EXTRAIT PROPOSÉ -
+ + + + +
ALCINA, musique Georg Friedrich händel, mise en scène Katie Mitchell, scénographie Chloé Lamford, Festival d’Aix-en-Provence, 2015. Photo Patrick Berger/ artcomart.
Article publié pour le numéro
126 – 127

IL FAUT TOUJOURS se méfier des super­lat­ifs. Exercer un regard cri­tique, c’est analyser, pren­dre dis­tance. Pour moi, ce sera tou­jours avant tout faire partager l’émotion ressen­tie, et engager le lecteur, l’interlocuteur, l’ami, à aller voir…
Pas de réserve donc ici pour avancer qu’avec cette ALCINA, j’ai eu le sen­ti­ment de la ren­con­tre magis­trale de deux immenses artistes : Georg Friedrich Hän­del (1685 – 1759) et Katie Mitchell (1964).
Avec TRAUERNACHT créé au fes­ti­val d’Aix-en- Provence en 20141, Mitchell avait réus­si un boulever­sant tra­vail de mise en scène à par­tir d’extraits de can­tates de Jean-Sébastien Bach. Elle avait imag­iné à par­tir de celles-ci une nar­ra­tion théâ­trale, une sorte de réc­it, où appa­rais­saient une famille, un père et ses enfants. Les chanteurs incar­naient ces per­son­nages sans ajouts d’autres textes et réus­sis­saient à faire partager par la musique et les rela­tions qu’ils tis­saient entre eux la dimen­sion méta­physique de la mort.
+ + + + +
ENREGISTREMENTS -

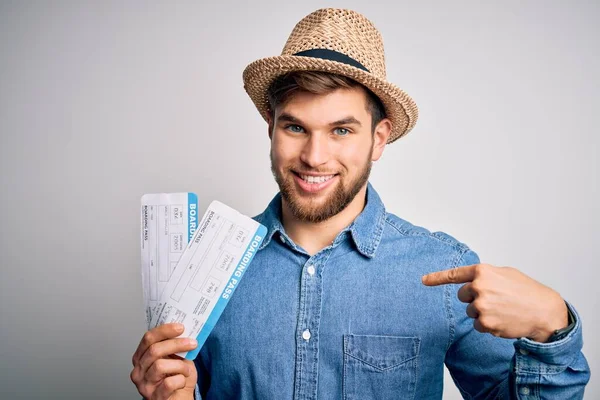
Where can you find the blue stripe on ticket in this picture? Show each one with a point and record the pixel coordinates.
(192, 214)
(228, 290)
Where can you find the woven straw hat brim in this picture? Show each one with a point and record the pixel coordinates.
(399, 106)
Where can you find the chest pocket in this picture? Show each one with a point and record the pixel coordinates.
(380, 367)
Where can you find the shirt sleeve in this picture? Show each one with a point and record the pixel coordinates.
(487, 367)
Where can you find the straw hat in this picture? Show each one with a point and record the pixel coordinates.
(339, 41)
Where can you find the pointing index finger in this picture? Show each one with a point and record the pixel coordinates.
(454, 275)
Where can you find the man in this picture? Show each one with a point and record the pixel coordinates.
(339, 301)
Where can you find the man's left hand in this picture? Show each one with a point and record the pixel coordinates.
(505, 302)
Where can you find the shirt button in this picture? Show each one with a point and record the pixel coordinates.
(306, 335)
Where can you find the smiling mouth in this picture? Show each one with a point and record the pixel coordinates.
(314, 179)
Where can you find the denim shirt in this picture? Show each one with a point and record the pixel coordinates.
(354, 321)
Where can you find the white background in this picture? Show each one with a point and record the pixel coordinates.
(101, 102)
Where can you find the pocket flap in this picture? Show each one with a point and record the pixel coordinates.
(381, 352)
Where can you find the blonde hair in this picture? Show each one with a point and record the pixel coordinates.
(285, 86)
+ + + + +
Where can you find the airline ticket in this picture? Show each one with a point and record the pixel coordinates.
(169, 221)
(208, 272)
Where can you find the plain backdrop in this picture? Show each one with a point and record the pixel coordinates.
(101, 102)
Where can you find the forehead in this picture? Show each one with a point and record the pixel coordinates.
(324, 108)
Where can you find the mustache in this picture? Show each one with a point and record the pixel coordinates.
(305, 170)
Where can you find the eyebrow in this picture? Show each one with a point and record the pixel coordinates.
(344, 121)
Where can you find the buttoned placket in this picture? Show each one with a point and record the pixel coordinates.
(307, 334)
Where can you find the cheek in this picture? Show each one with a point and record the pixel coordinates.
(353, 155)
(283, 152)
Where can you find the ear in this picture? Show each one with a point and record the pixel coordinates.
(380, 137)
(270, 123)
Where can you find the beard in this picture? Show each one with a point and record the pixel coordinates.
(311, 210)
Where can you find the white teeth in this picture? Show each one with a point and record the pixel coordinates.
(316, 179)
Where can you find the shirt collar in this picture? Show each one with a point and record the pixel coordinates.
+ + + + +
CONSIGNE A - D'après l'extrait proposé, à partir des cantates de quel compositeur Katie Mitchell a-t-elle conçu TRAUERNACHT ?
CONSIGNE B - Reproduisez à l'identique, dans les enregistrements, le passage qui débute par la ligne contenant « Where can you find the forehead » et s'achève par la ligne contenant « Where can you find the shirt collar », ces deux lignes incluses.

CORRIGÉ A - Elle l'a conçu à partir d'extraits de cantates de Jean-Sébastien Bach.

CORRIGÉ B -
Where can you find the forehead in this picture? Show each one with a point and record the pixel coordinates.
(324, 108)
Where can you find the mustache in this picture? Show each one with a point and record the pixel coordinates.
(305, 170)
Where can you find the eyebrow in this picture? Show each one with a point and record the pixel coordinates.
(344, 121)
Where can you find the buttoned placket in this picture? Show each one with a point and record the pixel coordinates.
(307, 334)
Where can you find the cheek in this picture? Show each one with a point and record the pixel coordinates.
(353, 155)
(283, 152)
Where can you find the ear in this picture? Show each one with a point and record the pixel coordinates.
(380, 137)
(270, 123)
Where can you find the beard in this picture? Show each one with a point and record the pixel coordinates.
(311, 210)
Where can you find the white teeth in this picture? Show each one with a point and record the pixel coordinates.
(316, 179)
Where can you find the shirt collar in this picture? Show each one with a point and record the pixel coordinates.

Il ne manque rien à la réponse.